Required task: Rescale the entries from the line with "passenger door in the image." through the line with "[967,792,1316,854]", both lines included. Write out every line in that range again, keeping the wording lines unchanged, and multiply each bounding-box coordinate by 0.6, rounding to whole numbers with halves rounded up.

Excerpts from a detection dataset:
━━━━━━━━━━━━━━━━━━━━━━━━━━━━━━
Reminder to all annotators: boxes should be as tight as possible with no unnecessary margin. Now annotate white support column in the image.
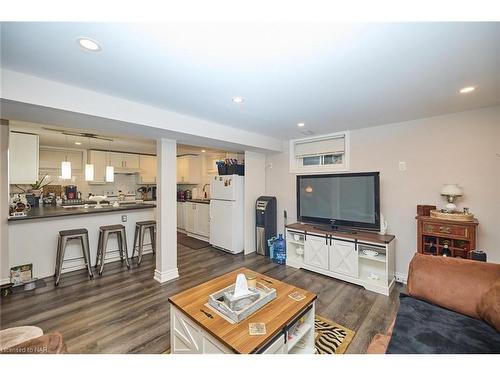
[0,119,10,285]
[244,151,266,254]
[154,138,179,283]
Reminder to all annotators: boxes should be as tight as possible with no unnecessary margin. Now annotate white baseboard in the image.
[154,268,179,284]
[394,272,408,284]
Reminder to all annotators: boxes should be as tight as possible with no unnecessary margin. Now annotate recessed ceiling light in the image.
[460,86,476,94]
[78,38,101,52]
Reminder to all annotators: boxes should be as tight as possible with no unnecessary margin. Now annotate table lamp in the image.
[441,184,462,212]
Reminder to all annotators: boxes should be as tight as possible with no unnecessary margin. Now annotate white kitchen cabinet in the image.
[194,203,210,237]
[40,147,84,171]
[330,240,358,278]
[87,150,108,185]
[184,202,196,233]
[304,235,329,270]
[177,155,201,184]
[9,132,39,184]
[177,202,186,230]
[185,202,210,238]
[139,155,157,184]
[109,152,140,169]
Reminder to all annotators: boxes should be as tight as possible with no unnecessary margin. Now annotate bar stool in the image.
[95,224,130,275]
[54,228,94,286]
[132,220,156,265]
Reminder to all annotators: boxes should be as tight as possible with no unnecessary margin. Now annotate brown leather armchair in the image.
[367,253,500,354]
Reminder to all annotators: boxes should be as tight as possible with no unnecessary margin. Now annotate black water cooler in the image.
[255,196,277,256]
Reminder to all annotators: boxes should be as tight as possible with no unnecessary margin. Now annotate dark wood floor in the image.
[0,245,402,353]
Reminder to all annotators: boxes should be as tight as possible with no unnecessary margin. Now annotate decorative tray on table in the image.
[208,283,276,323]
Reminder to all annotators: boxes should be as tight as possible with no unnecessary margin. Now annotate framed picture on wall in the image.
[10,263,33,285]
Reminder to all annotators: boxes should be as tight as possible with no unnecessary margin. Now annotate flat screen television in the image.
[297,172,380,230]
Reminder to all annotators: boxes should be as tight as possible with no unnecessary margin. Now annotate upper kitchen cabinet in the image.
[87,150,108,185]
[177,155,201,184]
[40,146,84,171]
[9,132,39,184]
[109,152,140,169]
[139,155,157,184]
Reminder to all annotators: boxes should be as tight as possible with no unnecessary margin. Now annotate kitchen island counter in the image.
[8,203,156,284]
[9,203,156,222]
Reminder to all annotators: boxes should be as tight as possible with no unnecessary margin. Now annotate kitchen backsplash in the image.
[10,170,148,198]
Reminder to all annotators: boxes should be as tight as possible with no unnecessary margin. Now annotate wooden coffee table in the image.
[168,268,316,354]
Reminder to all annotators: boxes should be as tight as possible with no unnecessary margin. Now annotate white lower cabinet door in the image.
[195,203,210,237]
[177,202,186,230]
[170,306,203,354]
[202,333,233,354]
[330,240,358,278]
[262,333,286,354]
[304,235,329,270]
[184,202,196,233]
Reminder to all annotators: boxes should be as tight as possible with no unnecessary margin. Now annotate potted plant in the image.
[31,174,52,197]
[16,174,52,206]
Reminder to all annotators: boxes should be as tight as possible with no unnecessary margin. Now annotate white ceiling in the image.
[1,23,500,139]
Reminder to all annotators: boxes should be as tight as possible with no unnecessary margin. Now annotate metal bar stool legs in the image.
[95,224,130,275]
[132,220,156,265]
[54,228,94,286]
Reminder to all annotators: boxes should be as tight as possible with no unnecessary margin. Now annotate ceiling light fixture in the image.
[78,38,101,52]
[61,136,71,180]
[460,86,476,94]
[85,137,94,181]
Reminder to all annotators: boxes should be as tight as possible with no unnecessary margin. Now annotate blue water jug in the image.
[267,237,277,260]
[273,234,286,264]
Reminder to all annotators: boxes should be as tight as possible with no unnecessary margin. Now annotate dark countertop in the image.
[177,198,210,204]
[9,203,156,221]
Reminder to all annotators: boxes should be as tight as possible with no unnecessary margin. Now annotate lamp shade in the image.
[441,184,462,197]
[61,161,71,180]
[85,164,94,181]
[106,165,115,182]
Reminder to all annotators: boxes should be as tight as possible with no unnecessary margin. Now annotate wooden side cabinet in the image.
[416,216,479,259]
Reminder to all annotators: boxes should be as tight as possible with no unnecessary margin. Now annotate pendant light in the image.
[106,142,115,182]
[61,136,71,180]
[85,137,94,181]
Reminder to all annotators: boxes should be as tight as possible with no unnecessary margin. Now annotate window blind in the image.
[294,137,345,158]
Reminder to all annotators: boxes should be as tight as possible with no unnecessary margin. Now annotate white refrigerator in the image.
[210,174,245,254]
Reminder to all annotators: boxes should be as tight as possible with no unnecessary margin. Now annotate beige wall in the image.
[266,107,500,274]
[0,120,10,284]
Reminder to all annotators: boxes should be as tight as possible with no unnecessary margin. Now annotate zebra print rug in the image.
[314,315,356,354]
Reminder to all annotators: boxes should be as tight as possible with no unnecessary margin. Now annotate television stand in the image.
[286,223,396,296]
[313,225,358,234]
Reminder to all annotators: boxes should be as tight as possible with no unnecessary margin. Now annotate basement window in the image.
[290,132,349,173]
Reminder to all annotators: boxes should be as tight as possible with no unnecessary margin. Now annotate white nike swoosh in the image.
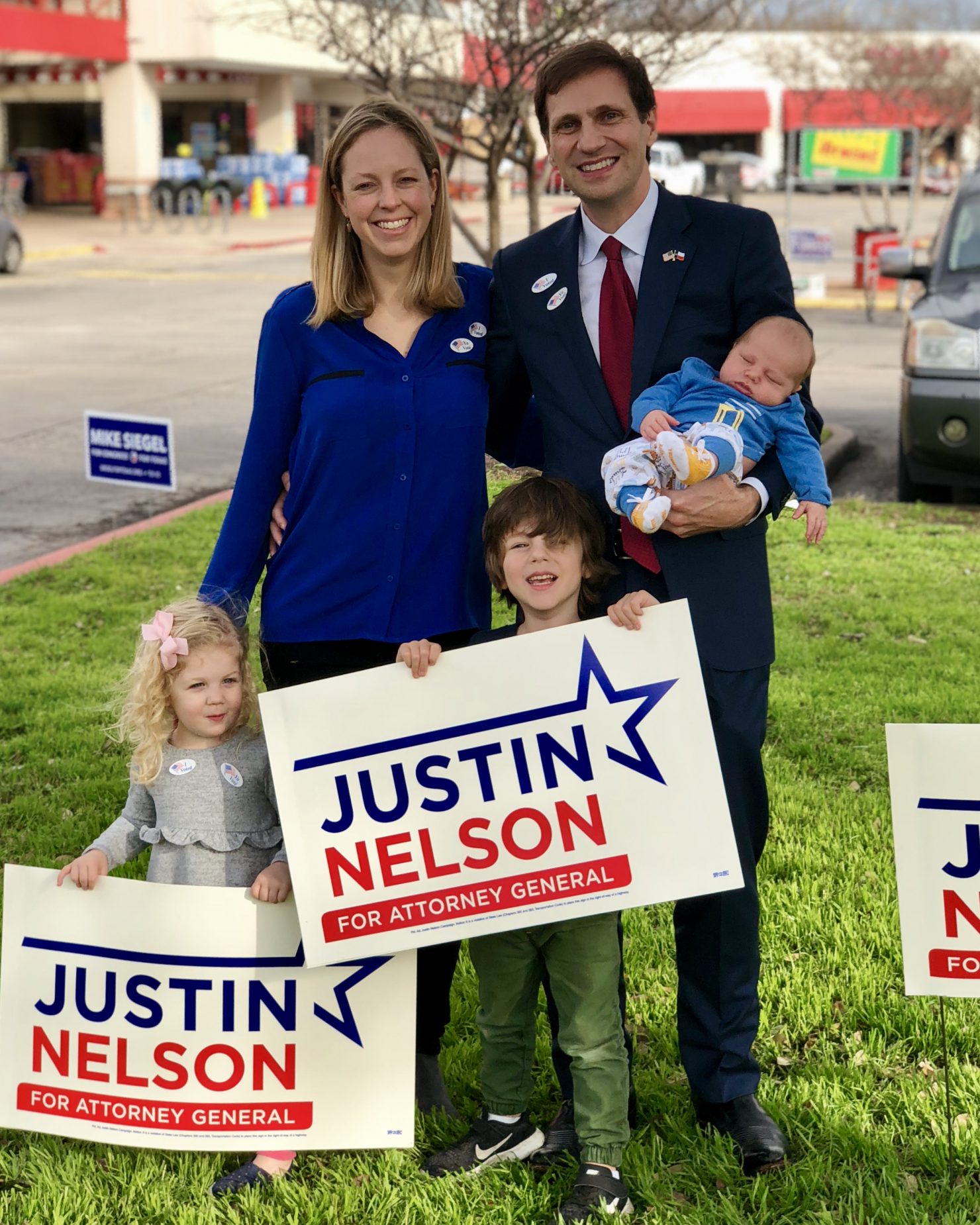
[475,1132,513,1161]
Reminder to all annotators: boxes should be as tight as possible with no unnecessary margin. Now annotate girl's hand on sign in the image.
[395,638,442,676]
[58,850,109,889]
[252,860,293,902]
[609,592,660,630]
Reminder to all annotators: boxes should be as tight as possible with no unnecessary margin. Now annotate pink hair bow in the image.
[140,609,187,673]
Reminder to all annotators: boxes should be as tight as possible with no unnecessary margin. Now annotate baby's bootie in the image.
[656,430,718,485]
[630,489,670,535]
━━━━━━━━━━━━━━━━━━━━━━━━━━━━━━
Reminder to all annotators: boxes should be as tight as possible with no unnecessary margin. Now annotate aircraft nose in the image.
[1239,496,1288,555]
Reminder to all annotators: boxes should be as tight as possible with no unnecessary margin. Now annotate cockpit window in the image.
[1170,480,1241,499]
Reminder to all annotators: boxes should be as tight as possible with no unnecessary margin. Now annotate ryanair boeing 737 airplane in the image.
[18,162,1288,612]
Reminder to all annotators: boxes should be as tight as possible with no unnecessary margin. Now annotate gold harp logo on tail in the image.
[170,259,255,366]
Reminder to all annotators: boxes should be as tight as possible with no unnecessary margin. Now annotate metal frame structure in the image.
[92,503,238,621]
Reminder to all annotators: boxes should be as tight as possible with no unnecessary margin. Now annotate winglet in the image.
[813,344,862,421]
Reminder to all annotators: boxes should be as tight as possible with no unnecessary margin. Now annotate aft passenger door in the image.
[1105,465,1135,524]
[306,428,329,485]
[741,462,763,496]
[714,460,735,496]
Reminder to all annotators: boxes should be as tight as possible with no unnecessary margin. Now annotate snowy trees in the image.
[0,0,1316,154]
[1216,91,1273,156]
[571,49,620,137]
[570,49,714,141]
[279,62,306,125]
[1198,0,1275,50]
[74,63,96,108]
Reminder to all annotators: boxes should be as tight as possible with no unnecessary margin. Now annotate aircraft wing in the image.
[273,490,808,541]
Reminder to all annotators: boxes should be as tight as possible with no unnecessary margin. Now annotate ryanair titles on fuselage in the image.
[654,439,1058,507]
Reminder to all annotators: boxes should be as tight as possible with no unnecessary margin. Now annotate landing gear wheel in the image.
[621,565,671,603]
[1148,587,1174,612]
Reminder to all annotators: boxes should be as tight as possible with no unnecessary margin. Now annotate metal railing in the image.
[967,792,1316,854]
━━━━━━━━━━━━━━━━━━━━━━━━━━━━━━
Final result:
Reminder to all annotators: boxes should be as tight as possible with no unnecessary margin. Now annotate aft passenger door in the image.
[663,279,681,314]
[184,257,197,291]
[445,277,458,298]
[428,276,441,298]
Reminder to all annotators: boxes should be as tight as possible with no unnecessary margin. Now annotate snowy trees in the image.
[0,0,790,92]
[730,55,764,94]
[343,29,372,82]
[342,29,428,85]
[167,37,184,75]
[719,0,765,30]
[44,38,58,65]
Reminder to all annotators: boxes should be as tight as possible with no unnecessary margin. Now annotate aircraft wing in the image.
[164,294,485,325]
Reminder to all annotators: boxes should be as tight as possible with no unnecessary margin. Now annotate ryanair titles on fuselage in the image.
[392,263,635,304]
Reminder to all annotators: boxes should be as tight as possible with no unnecessary margin. Now annotate landing gear wheel in the image.
[373,339,403,362]
[689,352,704,367]
Reminder to all annotators: boxes should be as tight as possible with no unnecessary margin. Now annotate metal railing in the image.
[580,475,790,512]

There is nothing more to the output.